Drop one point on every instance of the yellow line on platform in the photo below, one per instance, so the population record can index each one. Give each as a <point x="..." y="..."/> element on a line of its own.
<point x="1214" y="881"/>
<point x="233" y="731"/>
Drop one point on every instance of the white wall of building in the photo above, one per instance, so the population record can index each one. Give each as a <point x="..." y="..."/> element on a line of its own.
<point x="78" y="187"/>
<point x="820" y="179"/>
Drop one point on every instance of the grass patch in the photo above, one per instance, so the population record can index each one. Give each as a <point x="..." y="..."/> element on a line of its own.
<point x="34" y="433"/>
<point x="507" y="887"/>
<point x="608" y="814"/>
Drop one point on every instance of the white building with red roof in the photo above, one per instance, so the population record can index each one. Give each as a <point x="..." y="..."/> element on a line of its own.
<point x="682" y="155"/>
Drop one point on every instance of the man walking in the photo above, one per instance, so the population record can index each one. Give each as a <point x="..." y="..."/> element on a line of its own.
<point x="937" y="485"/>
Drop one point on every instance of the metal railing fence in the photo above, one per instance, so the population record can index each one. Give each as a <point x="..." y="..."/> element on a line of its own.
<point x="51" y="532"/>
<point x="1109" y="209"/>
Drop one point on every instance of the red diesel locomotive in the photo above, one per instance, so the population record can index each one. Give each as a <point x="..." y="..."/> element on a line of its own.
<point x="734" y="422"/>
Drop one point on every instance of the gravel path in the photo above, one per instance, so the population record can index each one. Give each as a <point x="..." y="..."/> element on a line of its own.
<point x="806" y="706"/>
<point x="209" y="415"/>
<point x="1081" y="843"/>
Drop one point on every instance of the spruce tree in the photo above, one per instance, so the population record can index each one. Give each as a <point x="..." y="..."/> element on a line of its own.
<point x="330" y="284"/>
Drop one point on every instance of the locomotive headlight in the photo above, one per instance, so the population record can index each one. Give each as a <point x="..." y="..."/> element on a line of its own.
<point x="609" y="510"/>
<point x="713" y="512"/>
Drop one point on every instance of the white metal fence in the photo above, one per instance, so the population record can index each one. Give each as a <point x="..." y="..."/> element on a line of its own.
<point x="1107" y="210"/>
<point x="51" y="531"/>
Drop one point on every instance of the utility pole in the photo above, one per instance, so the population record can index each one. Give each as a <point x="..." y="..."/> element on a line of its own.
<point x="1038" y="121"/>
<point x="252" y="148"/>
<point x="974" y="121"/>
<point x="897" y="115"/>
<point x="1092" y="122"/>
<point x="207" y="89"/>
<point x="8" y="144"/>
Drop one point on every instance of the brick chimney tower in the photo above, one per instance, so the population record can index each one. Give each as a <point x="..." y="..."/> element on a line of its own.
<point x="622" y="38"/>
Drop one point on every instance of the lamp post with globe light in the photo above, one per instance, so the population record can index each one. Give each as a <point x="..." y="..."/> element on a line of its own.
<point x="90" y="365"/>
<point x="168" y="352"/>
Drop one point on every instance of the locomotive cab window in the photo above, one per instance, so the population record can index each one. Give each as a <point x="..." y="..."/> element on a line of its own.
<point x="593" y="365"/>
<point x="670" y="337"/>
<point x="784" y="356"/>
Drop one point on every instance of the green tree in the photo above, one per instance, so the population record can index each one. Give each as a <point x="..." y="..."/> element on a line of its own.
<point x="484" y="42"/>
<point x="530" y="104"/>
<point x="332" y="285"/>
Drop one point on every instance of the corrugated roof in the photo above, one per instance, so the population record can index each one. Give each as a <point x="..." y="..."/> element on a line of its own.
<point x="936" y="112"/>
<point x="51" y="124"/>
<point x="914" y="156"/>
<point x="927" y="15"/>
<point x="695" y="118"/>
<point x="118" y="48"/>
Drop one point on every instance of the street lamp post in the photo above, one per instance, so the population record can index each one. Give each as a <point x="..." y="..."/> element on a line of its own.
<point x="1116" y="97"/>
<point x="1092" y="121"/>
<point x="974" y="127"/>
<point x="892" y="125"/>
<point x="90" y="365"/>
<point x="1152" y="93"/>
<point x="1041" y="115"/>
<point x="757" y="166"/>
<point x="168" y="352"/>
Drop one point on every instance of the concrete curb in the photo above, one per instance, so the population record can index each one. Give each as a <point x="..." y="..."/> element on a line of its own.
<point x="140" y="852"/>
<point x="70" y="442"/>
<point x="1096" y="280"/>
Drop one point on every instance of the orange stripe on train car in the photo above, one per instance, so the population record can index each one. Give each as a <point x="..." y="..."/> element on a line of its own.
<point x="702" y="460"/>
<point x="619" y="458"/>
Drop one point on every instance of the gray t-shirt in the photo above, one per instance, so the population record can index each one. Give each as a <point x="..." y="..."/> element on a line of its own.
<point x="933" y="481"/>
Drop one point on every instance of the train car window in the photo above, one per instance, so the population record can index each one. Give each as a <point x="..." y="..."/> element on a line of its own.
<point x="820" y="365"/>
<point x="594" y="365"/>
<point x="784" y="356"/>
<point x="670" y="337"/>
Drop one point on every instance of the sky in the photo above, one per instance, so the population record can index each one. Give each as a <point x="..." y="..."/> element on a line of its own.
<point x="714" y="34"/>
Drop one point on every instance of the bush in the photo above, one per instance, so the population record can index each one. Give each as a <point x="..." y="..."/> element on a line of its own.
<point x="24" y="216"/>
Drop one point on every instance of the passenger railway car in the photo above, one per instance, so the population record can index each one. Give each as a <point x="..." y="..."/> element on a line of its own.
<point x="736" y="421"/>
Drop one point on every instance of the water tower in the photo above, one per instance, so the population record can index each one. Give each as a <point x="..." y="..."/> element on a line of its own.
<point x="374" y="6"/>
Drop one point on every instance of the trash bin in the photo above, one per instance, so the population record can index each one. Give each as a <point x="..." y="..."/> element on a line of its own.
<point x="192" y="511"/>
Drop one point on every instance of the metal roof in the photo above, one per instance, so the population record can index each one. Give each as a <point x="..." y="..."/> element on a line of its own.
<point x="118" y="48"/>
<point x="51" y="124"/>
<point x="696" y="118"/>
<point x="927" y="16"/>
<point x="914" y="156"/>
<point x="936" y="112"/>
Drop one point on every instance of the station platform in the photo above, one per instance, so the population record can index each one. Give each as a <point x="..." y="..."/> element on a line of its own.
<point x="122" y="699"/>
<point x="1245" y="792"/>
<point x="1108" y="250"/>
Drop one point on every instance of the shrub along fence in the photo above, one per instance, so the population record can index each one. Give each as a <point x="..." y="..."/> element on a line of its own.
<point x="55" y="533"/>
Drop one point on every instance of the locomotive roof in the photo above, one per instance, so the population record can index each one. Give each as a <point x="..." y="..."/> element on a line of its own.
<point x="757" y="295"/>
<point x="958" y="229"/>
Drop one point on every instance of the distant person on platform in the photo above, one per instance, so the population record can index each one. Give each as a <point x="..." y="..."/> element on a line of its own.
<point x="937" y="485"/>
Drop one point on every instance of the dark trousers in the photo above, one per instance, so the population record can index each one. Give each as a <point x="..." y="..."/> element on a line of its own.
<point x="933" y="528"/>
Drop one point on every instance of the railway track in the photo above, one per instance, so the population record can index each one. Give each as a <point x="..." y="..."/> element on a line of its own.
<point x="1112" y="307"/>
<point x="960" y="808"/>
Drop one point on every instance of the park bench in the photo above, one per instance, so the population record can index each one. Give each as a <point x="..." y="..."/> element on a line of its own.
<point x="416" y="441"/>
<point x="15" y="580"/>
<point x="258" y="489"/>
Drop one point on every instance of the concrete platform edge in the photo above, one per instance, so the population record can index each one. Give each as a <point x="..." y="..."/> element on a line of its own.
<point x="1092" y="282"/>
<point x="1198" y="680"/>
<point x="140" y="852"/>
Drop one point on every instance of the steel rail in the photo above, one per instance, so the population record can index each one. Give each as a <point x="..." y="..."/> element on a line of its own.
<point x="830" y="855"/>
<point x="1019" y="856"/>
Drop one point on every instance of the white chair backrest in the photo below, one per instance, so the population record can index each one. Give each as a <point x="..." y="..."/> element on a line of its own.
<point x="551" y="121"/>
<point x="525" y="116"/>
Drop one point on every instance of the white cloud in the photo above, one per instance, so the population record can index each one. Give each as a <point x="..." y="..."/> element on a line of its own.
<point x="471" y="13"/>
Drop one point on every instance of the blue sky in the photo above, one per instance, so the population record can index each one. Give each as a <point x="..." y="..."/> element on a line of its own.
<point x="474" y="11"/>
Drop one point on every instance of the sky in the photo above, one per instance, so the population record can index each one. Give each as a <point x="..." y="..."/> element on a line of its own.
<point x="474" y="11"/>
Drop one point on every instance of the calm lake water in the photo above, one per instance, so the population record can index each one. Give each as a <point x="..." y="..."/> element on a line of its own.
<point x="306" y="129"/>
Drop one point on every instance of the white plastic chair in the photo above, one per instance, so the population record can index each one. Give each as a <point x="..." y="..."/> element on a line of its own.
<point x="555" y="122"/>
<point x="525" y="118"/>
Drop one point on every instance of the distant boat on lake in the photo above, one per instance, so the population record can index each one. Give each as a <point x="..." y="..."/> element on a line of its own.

- - -

*Problem*
Beginning at the line that holds "Drop one point on every instance of the steel", reproduce the lines exactly up to and including the final line of the entries.

*Exercise solution*
Drop one point on every instance of the steel rail in the photo above, one per instance, so the population record can index each one. Give each as a <point x="..." y="..."/> element on a line of its own.
<point x="830" y="855"/>
<point x="1019" y="856"/>
Drop one point on every instance of the white chair backrest in the photo below, one per instance, so the population record can index each one. Give each as a <point x="..." y="..."/> element on a line of its own.
<point x="551" y="121"/>
<point x="525" y="116"/>
Drop one point on every instance of the white cloud in the photo above, one per instance, so the population record can index each one. Give each as a <point x="..." y="..."/> element on a line of its own.
<point x="471" y="13"/>
Drop one point on every instance of the blue sky in the photo above, one per instance, so the population record can index each one. Give each as a <point x="..." y="..."/> element on a line of its own.
<point x="474" y="11"/>
Drop one point on every instance of the sky in the photo above, one per instance, so the population record can index each one. Give each as a <point x="..." y="..."/> element on a line of its own.
<point x="474" y="11"/>
Drop one point on every instance of the calm lake water in the photo above, one per instance, so the population record can index each one. Give each as a <point x="..." y="..."/> element on a line of its own.
<point x="306" y="129"/>
Drop one point on every instance of the white plastic chair in the photo above, one per instance, so the population record can index each one. Give each as a <point x="..." y="..."/> element on a line of its own.
<point x="555" y="122"/>
<point x="525" y="118"/>
Drop one point on every instance of the distant boat on lake in the photo above, one per instance, so the population record can index each one. Give each as a <point x="..." y="..."/> element on a line of its own.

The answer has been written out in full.